--- begin Provided entries ---

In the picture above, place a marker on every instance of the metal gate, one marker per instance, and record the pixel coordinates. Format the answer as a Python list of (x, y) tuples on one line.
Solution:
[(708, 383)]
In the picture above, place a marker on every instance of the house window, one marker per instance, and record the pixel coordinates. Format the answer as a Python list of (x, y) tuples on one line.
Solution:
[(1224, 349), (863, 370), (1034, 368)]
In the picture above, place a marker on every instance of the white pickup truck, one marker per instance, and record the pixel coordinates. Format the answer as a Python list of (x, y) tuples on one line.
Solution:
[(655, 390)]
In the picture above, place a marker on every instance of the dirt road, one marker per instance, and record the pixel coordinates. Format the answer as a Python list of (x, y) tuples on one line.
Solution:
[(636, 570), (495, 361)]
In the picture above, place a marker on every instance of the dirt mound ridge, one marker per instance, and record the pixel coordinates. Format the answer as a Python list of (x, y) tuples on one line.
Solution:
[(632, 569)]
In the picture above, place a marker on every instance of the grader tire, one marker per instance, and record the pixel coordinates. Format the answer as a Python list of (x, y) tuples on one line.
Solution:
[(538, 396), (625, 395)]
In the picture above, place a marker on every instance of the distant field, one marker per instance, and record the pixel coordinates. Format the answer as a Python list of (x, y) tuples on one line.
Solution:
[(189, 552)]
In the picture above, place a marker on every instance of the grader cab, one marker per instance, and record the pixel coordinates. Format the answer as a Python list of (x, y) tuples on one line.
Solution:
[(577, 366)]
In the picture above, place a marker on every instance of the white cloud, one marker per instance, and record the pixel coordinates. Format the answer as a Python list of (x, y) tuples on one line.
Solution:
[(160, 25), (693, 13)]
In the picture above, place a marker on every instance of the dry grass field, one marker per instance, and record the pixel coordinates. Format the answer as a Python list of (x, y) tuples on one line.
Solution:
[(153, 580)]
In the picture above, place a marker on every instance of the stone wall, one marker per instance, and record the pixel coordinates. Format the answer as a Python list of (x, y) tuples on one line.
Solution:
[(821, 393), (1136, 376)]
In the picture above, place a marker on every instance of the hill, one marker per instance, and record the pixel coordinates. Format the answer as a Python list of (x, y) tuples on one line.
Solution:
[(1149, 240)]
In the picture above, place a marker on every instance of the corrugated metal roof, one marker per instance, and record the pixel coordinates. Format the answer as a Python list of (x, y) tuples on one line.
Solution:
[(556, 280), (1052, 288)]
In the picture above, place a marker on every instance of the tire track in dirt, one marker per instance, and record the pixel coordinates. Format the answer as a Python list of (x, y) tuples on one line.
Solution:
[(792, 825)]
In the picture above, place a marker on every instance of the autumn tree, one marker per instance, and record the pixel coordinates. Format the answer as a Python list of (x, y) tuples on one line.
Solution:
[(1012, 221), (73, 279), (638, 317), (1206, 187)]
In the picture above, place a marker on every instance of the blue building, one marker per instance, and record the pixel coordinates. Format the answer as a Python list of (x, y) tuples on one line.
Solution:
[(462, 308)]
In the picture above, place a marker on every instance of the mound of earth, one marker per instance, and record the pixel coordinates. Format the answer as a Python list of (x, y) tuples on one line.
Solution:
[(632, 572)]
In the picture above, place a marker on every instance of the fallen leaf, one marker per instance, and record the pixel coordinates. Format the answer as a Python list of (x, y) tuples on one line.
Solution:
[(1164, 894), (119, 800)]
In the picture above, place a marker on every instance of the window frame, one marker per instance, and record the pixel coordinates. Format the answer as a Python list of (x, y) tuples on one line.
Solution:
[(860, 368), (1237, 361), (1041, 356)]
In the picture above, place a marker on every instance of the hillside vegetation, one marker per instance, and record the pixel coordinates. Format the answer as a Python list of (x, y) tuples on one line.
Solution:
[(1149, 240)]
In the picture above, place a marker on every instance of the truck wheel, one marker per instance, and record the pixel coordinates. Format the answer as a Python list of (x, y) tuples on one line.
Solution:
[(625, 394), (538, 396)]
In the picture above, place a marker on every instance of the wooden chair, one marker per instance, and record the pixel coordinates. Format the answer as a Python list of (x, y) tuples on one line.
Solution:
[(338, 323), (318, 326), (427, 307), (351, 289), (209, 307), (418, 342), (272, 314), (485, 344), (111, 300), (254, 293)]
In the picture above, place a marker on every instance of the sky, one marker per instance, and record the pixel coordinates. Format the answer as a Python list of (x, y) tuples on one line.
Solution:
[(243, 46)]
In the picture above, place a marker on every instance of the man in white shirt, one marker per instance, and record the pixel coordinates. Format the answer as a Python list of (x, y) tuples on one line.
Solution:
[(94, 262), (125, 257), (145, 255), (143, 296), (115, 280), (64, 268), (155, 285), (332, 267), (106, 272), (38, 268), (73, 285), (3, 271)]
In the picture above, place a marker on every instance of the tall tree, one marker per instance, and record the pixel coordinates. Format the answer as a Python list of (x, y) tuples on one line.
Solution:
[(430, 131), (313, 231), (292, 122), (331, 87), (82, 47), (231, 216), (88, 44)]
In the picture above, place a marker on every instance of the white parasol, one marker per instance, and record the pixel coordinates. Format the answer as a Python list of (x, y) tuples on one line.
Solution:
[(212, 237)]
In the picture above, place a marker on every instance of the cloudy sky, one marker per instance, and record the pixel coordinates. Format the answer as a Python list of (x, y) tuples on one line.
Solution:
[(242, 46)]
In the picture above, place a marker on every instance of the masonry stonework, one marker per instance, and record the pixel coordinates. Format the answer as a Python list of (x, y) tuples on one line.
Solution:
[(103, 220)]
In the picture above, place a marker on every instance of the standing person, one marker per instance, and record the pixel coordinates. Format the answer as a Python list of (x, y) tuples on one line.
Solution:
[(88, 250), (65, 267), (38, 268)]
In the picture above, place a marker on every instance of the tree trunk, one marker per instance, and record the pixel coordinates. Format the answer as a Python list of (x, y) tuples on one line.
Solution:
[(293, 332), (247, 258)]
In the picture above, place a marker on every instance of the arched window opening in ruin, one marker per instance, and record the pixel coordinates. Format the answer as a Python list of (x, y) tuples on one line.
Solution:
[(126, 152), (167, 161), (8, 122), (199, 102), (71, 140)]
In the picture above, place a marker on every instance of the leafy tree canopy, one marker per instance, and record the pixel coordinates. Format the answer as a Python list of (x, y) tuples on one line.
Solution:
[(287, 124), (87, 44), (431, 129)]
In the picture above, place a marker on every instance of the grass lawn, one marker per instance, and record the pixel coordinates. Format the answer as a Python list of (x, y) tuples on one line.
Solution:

--- end Provided entries ---

Job - Your task is to retype all the records above with nothing left out.

Solution to the problem -
In the picture above, place a marker on every instance of the metal gate, one marker per instance, and record the pixel coordinates. Format the answer as a Python list of (x, y) tuples on one line.
Solution:
[(708, 383)]
In the picture above, place a marker on every instance of the house window, one marker per instance, and record the pixel coordinates. Format the answer as a Python list of (x, y) tuples on one line.
Solution:
[(1224, 349), (863, 370), (1034, 368)]
In the picture above, place a marker on every instance of the white pickup truck, one marker per instance, and record the pixel coordinates. Format the answer as a Python list of (x, y) tuples on one line.
Solution:
[(655, 390)]
In the picture above, place a marker on every instance of the dirt road, one marker per instance, and record the pixel coordinates. Format the answer as a Python list of (x, y) tuples on one line.
Solution:
[(636, 570), (495, 361)]
In the picture above, place a marker on every instance of the dirt mound ridge, one marker per instance, and record the pixel coordinates. Format the answer as a Python list of (x, y) tuples on one line.
Solution:
[(632, 569)]
In the picture above, place a marker on every instance of the grader tire, one marker per instance, and record the pixel coordinates. Format the answer as a Python list of (x, y) tuples on one line.
Solution:
[(538, 396), (625, 395)]
In the picture above, place a marker on every instance of the distant field, one marker per instance, and record the pixel coordinates. Format the answer as a Python list of (x, y) tuples on one line.
Solution:
[(189, 552)]
In the picture above, place a marker on every instance of the grader cab, one marker per instance, and record the pixel coordinates. Format the answer as a Python list of (x, y) tuples on one line.
Solution:
[(577, 366)]
In the picture above, place a marker on every instance of the white cloud, one marker per instance, and record the pixel coordinates. Format the answer as a Python list of (x, y) tuples on one line.
Solution:
[(160, 25), (693, 13)]
In the picture above, place a marker on every instance of the dry grass field, one marker per instance, and record the pixel coordinates. Format the answer as a Python list of (x, y) tuples on one line.
Solution:
[(153, 580)]
In the picture above, place a marker on every instance of the stone wall, one marker per instance, and record the pixel coordinates. Format the answer as a Python list of (x, y) tuples on one line.
Solution:
[(821, 393), (1136, 376)]
In the picture above, place a marker on every instance of the hill, one marker per instance, and record the pixel coordinates. Format the answer as a Python list of (x, y) tuples on one line.
Solution:
[(1149, 240)]
In the picture above, place a marker on every instance of the corrugated metal roof, one marker per instance, and record the pixel coordinates. Format the answer as a Python list of (x, y) tuples on one line.
Solution:
[(556, 280), (1052, 288)]
In the picture above, place a marker on every instance of the tire track in dirt, one marker per instance, and record the pixel coordinates. Format the answer as a Python list of (x, y) tuples on one line.
Solution:
[(792, 825)]
In the picture above, place a marker on every instance of the autumn tree, one marker per instance, and record the pixel coordinates. Format the answer as a Python list of (x, y) tuples on one line.
Solution:
[(1012, 221), (73, 279), (638, 317), (1206, 187)]
In the picture above, place a marker on every instance of the blue building, one marker per instance, and record the pixel coordinates. Format the answer as a Python list of (x, y) tuples on one line.
Solution:
[(462, 308)]
In the picture above, place a marker on every instance of the mound of earth, one marker per instance, and record the pixel coordinates. Format the answer as a Python list of (x, y) tuples on one line.
Solution:
[(632, 572)]
In the picture above, place a marker on every instance of the fallen leaf, one marker per instance, and record the pixel coordinates. Format the answer as a Python list of (x, y) tuples on one line.
Solution:
[(1164, 894), (119, 800)]
In the picture above, place a marker on every instance of the window frame, one marker per instance, and record the pixel coordinates. Format the answer as a Python list of (x, y) tuples on one line.
Solution:
[(860, 368), (1237, 361), (1041, 356)]
In the picture above, place a marker on every instance of the hillside vegetation, one marker per instance, and record the pixel coordinates. Format the answer as a Python list of (x, y) tuples on one line.
Solution:
[(1149, 240)]
In the picture above, place a marker on every instance of the truck wheel, one marker per instance, and record the pixel coordinates. Format the answer as a Python list of (x, y) tuples on one line.
Solution:
[(625, 394), (538, 396)]
In the picture above, place a marker on every instance of the wooden chair, one marker per instance, and record the pixel coordinates. Format the answer as a Python list of (x, y) tuples on one line.
Solution:
[(338, 323), (318, 326), (427, 307), (351, 289), (209, 307), (418, 342), (272, 314), (485, 344), (111, 300), (254, 293)]
In the picture above, place a marker on every instance of the sky, one marker per instance, and record the pixel coordinates. Format the answer as a Python list of (x, y) tuples on one line.
Solution:
[(243, 46)]
In the picture above, place a marker on every instance of the man in white shirt, one marker per instance, and record the pixel coordinates. Format the answer as a Python list of (x, y) tuples on one line.
Solution:
[(94, 262), (125, 257), (145, 255), (143, 296), (115, 280), (64, 268), (155, 285), (332, 267), (106, 272), (38, 268), (73, 285), (3, 271)]
In the picture above, place a marker on every instance of the tall tree, one marker per instance, and record the pixel coordinates. Format the answer as a Python list of (x, y) tuples on one line.
Solution:
[(430, 131), (313, 231), (292, 122), (331, 87), (82, 47), (231, 216), (88, 44)]
In the picture above, place a marker on every instance of the white parasol, one marker per instance, and record the pixel coordinates. Format the answer as a Python list of (x, y) tuples on one line.
Solution:
[(212, 237)]
In the picture above, place a marker on every instance of the cloudy sky, one marker per instance, and record the pixel coordinates. Format the answer as a Python list of (x, y) tuples on one line.
Solution:
[(242, 46)]
In the picture above, place a marker on every instance of the masonry stonework, one marker per instance, and record the pixel coordinates. Format the answer as a Python list of (x, y) tuples on one line.
Solution:
[(103, 220)]
In the picture above, place a marker on every instance of the standing person, one marker per instance, and record the pixel coordinates. Format the answer as a Python list of (x, y) tuples on one line.
Solution:
[(88, 250), (65, 267), (38, 268)]
In the picture above, place a marker on every instance of the tree trunk, one marker per instance, and record the pixel coordinates. Format the answer as a Python list of (x, y) tuples on one line.
Solution:
[(293, 332), (247, 258)]
In the picture above, place a marker on every instance of the arched window opening in ruin, one marker per instance, and record the pixel coordinates. Format the answer as a Python list of (x, y) tuples on one line.
Solution:
[(126, 152), (167, 161), (8, 122), (199, 102), (71, 140)]
In the picture above, place a marker on every instance of the leafy tree canopy, one marker per instance, and record the pixel coordinates. Format the answer as a Python list of (x, y) tuples on one line.
Solution:
[(287, 124), (87, 44), (431, 129)]
In the picture above, place a marker on every instance of the grass lawn, one marker per instance, and record the pixel coordinates. Format the answer as a Python list of (x, y) tuples on one line.
Solution:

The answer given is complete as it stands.